» **TASK**: Omit all images, then return the remaining material exactly as it stands.

___

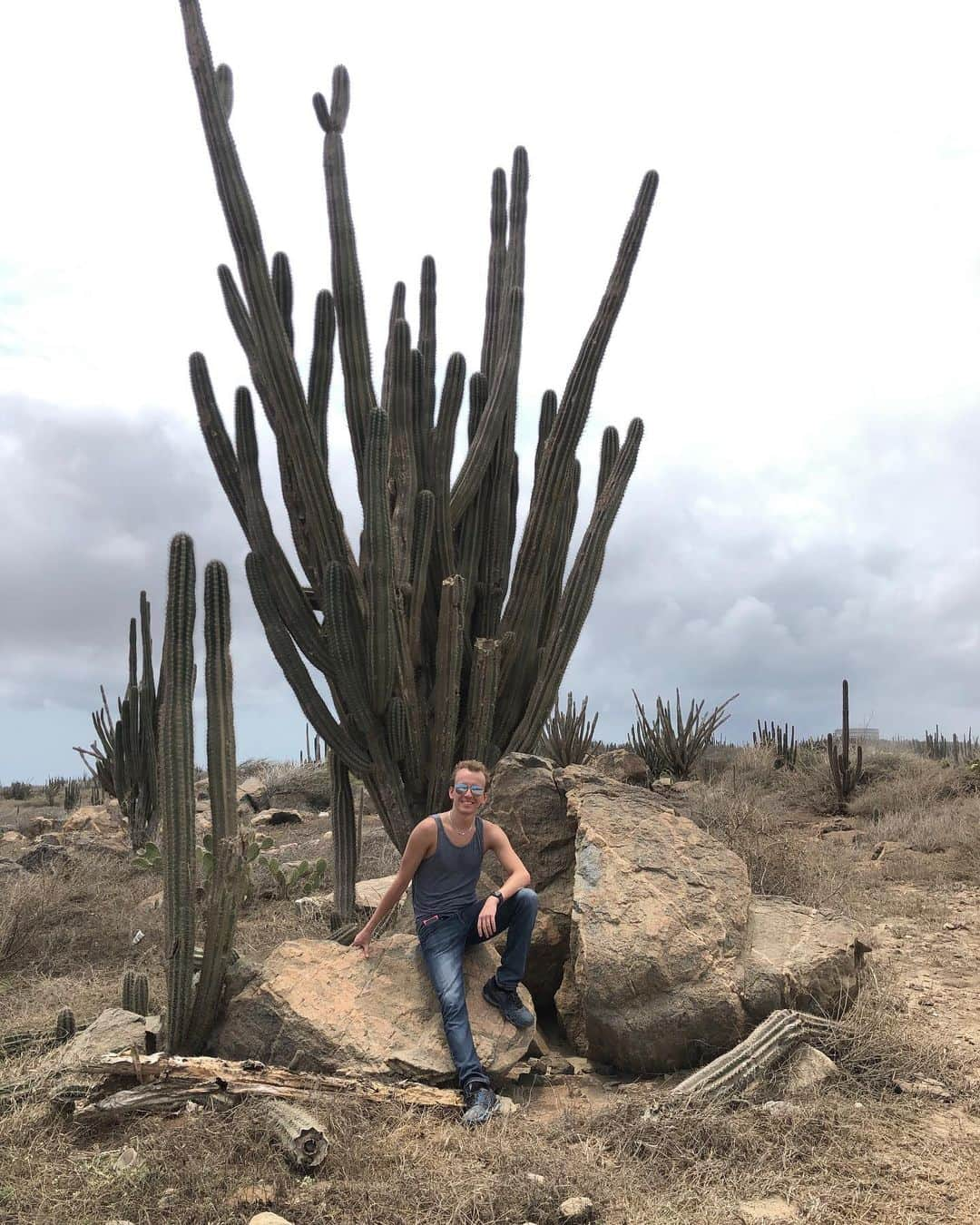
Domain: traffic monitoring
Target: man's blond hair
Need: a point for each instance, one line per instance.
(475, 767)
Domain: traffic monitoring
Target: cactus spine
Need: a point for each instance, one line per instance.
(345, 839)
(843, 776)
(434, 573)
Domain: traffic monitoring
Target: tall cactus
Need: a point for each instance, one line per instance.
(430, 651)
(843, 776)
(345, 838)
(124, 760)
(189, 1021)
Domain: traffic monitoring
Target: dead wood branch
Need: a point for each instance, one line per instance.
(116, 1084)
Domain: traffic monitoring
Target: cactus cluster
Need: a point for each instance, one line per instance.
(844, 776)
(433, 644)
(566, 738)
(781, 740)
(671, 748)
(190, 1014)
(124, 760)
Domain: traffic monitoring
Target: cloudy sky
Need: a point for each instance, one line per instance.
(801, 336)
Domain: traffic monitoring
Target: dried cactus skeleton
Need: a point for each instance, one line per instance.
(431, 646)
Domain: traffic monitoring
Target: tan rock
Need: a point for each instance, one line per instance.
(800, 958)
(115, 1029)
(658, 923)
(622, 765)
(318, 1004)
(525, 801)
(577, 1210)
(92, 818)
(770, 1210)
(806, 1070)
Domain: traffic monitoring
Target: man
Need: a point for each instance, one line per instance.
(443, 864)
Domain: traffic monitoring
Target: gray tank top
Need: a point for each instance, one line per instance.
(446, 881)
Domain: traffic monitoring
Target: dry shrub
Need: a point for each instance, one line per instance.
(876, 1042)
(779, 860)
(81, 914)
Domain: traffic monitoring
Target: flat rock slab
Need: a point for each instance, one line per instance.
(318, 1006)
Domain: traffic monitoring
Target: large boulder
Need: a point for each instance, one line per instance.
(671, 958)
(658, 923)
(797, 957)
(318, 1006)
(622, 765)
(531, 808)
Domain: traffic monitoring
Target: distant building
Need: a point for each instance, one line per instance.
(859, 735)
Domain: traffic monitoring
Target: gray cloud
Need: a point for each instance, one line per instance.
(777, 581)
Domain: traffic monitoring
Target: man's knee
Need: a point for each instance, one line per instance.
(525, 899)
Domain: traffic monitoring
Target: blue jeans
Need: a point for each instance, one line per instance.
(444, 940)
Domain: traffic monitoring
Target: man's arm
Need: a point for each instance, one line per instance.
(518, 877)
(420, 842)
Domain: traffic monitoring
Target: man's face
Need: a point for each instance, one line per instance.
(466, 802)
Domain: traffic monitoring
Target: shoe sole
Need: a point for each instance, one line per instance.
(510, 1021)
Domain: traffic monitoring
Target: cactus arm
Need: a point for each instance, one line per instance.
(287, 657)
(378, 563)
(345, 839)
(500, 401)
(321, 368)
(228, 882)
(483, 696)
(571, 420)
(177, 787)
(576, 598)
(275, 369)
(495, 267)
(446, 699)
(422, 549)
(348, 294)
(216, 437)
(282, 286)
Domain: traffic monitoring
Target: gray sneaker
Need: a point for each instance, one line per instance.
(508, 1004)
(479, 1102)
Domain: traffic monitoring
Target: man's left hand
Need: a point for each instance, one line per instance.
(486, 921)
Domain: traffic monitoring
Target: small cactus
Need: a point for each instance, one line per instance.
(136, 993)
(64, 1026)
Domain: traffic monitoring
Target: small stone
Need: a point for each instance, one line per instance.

___

» **ANSWER TO THIS EXERCISE**:
Domain: traffic monitoring
Target: man's blond hair
Need: a point for each instance, one line per instance.
(475, 767)
Domain: traffic monitoring
Target: cactus spine
Need: a point for each instance, one line per instance.
(345, 839)
(843, 776)
(434, 573)
Domain: traffic monitoring
Target: tall cactus
Need: a point for each instance, one line per instance.
(430, 651)
(843, 776)
(345, 838)
(124, 760)
(189, 1021)
Domain: traffic monitoring
Target: dead wood branch
Need: a point for each instance, one line per instance.
(116, 1084)
Domain: traffic monitoring
Target: cactus cluster
Need: a point for each instance, one line per instance.
(844, 776)
(433, 644)
(566, 738)
(781, 740)
(671, 748)
(190, 1014)
(124, 760)
Domain: traffic monitoring
Target: cloudy sky
Need: a point for each instance, one line per instance.
(801, 336)
Domain: traffic monitoring
Target: dried cactus skeleton
Need: a point for each instance, one line per instance.
(431, 646)
Domain: traffic monitoring
Target: tan rock
Need: a point for each instance, one line per instance.
(800, 958)
(115, 1029)
(658, 923)
(622, 765)
(318, 1004)
(525, 801)
(577, 1210)
(92, 818)
(770, 1210)
(806, 1070)
Domain: traffic monitoring
Target: man
Need: a point for each instance, one line per instance.
(443, 864)
Domain: traffic monitoring
Target: gray tank top
Need: a point for each instance, one line per instance.
(446, 881)
Domain: traffic monitoring
Target: dry shrub
Need: a point for each instance, one line per instance.
(876, 1042)
(779, 860)
(81, 914)
Domain: traffic monitoring
Target: flat rock slab
Need: a point for each instance, one line per instance.
(318, 1006)
Domain: traffic monitoring
Target: large boulder
Need: a point for each instance, one line per instance.
(671, 958)
(658, 923)
(797, 957)
(318, 1006)
(622, 765)
(531, 808)
Domain: traffic monitoring
Target: distant building
Need: a point for each instance, one line per instance.
(859, 735)
Domain: traffic monitoring
Target: gray cloud
Need: a point for each instance, one line per instance.
(777, 581)
Domain: traffic monitoring
Target: man's knee
Need: a point for each instance, one line per instance.
(525, 899)
Domain: traffic monitoring
Target: blue jeans
Need: a point for each instance, one line per instance.
(444, 940)
Domain: traffic monitoring
Target: man's arm
Need: a point for each instance, one line per instance.
(518, 877)
(420, 842)
Domain: traffic monitoring
Target: man's face
Need: a point for each instance, one line per instance.
(466, 802)
Domain: traffic monitoring
Target: shoe sole
Need: a point for each instance, one line per instance.
(510, 1021)
Domain: traffic monitoring
Target: cactus arm
Need: a point for each instance, one line per instance.
(287, 657)
(378, 563)
(345, 839)
(500, 401)
(321, 368)
(228, 882)
(483, 696)
(571, 420)
(177, 787)
(576, 598)
(275, 369)
(495, 267)
(446, 699)
(422, 549)
(348, 294)
(216, 437)
(282, 286)
Domain: traffic monitoring
Target: gray sneaker
Need: a point for each instance, one line per instance.
(508, 1004)
(479, 1102)
Domain: traffic monitoring
Target: man's left hand
Need: a point for each instance, one line per instance.
(486, 921)
Domain: traffic monitoring
Target: small cactus
Need: a point for each instance, one line per instance.
(136, 993)
(64, 1026)
Domain: traffic monitoring
Target: small stone
Need: a point for each instance, one line per instance.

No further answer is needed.